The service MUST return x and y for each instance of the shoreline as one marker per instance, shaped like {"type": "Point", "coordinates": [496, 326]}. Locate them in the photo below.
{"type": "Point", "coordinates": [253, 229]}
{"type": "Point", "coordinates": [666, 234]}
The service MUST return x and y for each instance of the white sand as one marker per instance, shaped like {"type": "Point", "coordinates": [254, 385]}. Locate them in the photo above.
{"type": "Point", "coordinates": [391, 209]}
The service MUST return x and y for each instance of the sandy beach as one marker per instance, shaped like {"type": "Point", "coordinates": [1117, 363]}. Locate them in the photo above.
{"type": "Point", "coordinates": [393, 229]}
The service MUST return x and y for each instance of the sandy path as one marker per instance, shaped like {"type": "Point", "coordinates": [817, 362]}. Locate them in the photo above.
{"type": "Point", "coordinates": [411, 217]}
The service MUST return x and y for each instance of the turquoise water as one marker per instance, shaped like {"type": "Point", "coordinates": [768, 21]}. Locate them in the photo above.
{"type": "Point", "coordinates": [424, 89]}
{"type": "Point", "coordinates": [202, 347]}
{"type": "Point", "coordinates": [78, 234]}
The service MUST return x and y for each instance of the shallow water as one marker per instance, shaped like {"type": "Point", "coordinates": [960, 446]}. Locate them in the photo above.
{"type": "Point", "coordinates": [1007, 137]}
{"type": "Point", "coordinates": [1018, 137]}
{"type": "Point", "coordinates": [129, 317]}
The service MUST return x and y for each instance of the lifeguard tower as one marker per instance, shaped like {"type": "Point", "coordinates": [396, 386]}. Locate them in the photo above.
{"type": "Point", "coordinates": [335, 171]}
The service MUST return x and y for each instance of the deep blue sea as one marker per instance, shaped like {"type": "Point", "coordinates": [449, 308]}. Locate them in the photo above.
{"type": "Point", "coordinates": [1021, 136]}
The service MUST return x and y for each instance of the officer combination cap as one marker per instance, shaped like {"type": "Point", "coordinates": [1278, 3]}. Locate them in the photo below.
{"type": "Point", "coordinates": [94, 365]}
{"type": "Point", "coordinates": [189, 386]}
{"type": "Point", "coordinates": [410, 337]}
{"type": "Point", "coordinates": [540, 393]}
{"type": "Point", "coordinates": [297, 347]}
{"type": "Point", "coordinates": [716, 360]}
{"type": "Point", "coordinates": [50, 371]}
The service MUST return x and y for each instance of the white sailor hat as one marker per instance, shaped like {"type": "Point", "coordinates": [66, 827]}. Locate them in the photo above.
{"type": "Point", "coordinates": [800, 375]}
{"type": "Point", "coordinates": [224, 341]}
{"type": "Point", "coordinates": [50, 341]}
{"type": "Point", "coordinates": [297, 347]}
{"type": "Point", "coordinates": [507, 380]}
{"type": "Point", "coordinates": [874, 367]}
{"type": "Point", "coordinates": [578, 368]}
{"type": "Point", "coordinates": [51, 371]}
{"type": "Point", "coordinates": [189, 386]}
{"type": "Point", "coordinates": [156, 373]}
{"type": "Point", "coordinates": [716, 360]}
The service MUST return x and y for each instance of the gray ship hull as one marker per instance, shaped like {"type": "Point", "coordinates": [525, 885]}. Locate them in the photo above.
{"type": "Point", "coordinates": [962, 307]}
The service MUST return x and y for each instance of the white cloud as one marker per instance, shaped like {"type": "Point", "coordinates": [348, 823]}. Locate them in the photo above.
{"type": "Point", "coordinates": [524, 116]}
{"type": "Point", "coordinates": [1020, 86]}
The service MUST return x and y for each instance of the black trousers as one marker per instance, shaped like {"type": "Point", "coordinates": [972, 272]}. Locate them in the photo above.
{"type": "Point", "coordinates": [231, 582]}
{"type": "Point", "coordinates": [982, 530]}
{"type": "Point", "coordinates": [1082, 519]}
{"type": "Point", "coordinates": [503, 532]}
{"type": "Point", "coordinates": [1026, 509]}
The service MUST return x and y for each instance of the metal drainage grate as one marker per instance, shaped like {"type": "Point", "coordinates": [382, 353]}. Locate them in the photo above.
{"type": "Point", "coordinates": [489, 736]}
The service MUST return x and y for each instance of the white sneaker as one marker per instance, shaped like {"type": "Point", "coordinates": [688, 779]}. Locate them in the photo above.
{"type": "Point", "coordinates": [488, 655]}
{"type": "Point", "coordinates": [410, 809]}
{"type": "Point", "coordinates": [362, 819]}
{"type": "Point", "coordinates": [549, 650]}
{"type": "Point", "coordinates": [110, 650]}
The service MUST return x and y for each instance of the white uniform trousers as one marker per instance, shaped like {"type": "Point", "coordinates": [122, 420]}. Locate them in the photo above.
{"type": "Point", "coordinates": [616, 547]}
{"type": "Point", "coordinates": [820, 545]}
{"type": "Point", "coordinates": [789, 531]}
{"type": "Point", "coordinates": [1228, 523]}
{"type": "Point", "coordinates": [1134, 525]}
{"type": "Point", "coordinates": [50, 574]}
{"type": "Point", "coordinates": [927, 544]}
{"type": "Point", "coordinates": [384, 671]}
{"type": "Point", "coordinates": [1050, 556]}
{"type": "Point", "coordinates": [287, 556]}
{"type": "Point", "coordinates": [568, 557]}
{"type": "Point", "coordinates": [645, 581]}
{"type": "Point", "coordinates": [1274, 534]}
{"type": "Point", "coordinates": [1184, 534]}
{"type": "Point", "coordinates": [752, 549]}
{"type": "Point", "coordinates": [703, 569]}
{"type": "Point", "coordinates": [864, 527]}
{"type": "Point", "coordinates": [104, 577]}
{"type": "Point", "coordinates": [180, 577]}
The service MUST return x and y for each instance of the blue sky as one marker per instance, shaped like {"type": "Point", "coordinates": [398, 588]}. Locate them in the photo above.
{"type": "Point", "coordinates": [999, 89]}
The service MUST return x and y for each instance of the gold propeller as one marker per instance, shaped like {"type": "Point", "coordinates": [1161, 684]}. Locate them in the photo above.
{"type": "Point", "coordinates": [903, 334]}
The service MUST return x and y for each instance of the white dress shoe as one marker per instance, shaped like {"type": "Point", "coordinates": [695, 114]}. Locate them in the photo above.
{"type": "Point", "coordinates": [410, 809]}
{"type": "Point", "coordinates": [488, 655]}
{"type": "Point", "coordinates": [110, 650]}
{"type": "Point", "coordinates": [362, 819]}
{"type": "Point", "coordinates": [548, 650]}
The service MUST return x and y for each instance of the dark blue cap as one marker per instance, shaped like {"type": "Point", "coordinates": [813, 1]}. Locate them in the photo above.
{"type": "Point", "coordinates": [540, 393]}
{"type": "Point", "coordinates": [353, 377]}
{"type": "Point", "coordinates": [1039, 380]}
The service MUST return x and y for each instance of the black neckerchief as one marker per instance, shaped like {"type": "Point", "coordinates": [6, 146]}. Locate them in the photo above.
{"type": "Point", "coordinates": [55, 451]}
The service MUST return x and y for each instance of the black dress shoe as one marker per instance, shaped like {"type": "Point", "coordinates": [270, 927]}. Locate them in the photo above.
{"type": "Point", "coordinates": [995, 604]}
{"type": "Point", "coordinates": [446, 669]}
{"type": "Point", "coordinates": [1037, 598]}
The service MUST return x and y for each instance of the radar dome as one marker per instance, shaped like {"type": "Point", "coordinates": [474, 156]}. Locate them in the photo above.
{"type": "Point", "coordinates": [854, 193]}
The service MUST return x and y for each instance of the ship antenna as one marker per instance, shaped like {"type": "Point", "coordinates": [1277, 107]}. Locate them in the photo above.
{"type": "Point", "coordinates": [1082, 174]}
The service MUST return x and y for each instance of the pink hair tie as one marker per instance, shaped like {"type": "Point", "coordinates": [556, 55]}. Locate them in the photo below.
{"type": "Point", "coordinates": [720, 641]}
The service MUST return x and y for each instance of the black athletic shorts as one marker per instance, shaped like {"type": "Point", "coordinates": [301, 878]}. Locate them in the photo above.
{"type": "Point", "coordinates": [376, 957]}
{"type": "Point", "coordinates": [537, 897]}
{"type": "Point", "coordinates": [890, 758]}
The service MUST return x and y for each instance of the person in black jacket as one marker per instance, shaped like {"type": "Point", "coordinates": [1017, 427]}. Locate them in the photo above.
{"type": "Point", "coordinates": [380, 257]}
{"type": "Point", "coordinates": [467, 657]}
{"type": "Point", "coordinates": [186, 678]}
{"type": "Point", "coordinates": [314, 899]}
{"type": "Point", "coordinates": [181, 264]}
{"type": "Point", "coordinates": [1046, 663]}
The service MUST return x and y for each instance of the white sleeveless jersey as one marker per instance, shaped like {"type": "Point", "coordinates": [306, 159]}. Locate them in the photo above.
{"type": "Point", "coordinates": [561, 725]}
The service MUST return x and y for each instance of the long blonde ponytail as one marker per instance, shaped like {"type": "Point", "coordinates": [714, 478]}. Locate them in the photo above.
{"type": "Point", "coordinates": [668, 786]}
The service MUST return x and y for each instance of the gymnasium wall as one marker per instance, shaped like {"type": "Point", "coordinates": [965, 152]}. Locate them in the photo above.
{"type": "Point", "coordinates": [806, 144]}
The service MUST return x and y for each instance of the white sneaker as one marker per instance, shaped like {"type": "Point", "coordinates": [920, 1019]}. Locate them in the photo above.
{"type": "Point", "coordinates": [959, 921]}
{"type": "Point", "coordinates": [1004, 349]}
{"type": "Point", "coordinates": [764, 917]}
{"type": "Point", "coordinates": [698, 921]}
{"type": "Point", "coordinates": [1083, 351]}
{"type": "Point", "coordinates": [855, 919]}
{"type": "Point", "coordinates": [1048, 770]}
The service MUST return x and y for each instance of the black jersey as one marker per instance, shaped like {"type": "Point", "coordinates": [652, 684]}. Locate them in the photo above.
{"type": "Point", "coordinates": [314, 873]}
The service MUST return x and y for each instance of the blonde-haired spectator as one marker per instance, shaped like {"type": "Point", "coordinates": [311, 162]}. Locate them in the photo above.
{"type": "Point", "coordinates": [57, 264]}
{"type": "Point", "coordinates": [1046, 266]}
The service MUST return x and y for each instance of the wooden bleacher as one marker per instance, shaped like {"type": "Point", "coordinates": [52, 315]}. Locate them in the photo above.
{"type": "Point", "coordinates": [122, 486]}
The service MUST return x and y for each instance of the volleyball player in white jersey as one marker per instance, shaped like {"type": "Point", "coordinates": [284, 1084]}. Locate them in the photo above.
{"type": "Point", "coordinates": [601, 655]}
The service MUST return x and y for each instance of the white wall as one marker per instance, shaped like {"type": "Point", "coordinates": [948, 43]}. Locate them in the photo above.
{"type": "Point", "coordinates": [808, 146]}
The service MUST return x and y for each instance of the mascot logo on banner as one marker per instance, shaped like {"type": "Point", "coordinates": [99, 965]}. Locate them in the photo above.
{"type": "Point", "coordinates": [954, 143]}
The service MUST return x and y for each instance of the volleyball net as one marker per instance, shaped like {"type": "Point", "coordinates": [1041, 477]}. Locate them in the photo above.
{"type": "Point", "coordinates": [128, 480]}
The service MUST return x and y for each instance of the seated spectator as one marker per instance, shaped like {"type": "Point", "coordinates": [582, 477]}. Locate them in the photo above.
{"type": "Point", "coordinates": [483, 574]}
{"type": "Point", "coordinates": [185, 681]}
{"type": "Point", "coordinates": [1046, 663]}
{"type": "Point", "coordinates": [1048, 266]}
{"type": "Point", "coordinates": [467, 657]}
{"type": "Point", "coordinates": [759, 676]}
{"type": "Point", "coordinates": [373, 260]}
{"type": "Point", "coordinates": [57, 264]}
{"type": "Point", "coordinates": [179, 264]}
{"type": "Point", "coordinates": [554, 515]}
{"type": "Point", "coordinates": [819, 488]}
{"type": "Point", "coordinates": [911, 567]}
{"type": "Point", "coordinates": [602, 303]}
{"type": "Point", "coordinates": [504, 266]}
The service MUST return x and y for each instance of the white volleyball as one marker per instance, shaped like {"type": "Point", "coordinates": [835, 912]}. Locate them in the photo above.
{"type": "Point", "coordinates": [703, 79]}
-.-.-
** WHAT YOU WILL DO **
In the listing above, find the line with "of the seated", then copy it and every later line exactly, through the last line, and nothing else.

** YOUR RESPONSE **
The service MUST return x and y for each instance of the seated spectator as one marker per instance, shaped like {"type": "Point", "coordinates": [582, 477]}. Locate them in the photo above.
{"type": "Point", "coordinates": [483, 574]}
{"type": "Point", "coordinates": [185, 681]}
{"type": "Point", "coordinates": [1046, 663]}
{"type": "Point", "coordinates": [1048, 266]}
{"type": "Point", "coordinates": [467, 657]}
{"type": "Point", "coordinates": [759, 676]}
{"type": "Point", "coordinates": [373, 260]}
{"type": "Point", "coordinates": [57, 264]}
{"type": "Point", "coordinates": [179, 264]}
{"type": "Point", "coordinates": [554, 515]}
{"type": "Point", "coordinates": [819, 488]}
{"type": "Point", "coordinates": [911, 567]}
{"type": "Point", "coordinates": [602, 303]}
{"type": "Point", "coordinates": [504, 266]}
The service MUST return x and y for each instance of the white volleyball as one marker per instance, shaped like {"type": "Point", "coordinates": [835, 912]}. Locate them in the photo above.
{"type": "Point", "coordinates": [703, 79]}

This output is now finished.